### Excerpted text:
*** Block opens ***

April 23, 2019

Lateral hires with tenure or on tenure-track, 2018-19

These are non-clinical appointments that will take effect in 2019 (except where noted); I will move the list to the front at various intervals as new additions come in.   (Recent additions are in bold.)  Last year's list is here.  Feel free to e-mail me with news of additions to this list.

 

*Sarah Adams-Schoen (land use, ocean & coastal law) from the University of Arkansas, Little Rock to the University of Oregon (untenured lateral).

 

*Mehrsa Baradaran (banking law, bankruptcy) from the University of Georgia to the University of California, Irvine.

 

*Valena E. Beety (criminal law & procedure) from West Virginia University to Arizona State University.

 

*Matt Blaze (computer and network security) from the University of Pennsylvania Department of Computer & Information Sciences to Georgetown University (joint appointment in Law and Computer Science).

 

*Pamela Bookman (contracts, civil procedure, arbitration) from Temple University to Fordham University (untenured lateral).

 

*Neil Buchanan (tax) from George Washington University to the University of Florida, Gainesville.

*** Block closes ***

### Image point grounding records:

*** Block opens ***

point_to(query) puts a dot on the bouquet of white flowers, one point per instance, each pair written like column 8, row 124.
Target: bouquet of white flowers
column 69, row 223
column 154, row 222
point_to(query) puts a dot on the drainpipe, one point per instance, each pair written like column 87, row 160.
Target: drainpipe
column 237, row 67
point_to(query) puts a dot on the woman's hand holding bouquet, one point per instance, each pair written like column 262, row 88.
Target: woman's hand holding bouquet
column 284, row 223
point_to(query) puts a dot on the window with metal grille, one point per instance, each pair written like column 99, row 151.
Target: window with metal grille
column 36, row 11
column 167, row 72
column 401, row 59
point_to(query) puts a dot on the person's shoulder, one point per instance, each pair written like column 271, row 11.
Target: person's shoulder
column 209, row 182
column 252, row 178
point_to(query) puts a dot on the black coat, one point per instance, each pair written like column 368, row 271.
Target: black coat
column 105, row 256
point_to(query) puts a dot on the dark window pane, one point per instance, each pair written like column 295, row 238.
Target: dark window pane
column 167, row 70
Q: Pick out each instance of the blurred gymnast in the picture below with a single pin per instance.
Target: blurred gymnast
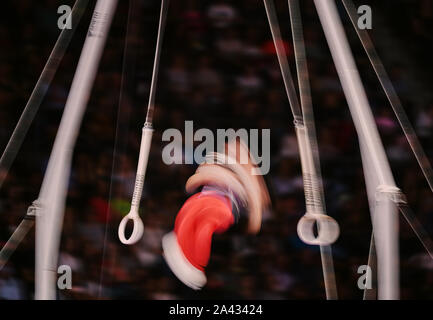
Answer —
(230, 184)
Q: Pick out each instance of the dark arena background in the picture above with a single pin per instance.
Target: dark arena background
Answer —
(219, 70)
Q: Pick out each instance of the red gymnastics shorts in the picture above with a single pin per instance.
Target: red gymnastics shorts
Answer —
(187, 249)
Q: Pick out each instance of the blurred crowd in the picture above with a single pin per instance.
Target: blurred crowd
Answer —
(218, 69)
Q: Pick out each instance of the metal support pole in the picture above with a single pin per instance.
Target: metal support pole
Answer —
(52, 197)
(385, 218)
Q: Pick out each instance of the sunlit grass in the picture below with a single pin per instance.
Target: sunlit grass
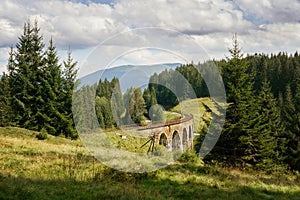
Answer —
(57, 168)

*** Block closes ***

### Exercise tasks:
a) In the lateral hires list, where did Matt Blaze move from?
b) Summarize the lateral hires list in two sentences.
The records have no connection to the lateral hires list.

### Answers to this exercise:
a) The University of Pennsylvania Department of Computer & Information Sciences.

b) Dated April 23, 2019, the list records non-clinical lateral hires with tenure or on tenure-track for 2018-19, with appointments taking effect in 2019 unless noted, and asks readers to e-mail news of additions. Its entries include Mehrsa Baradaran moving from the University of Georgia to the University of California, Irvine, and Valena E. Beety moving from West Virginia University to Arizona State University.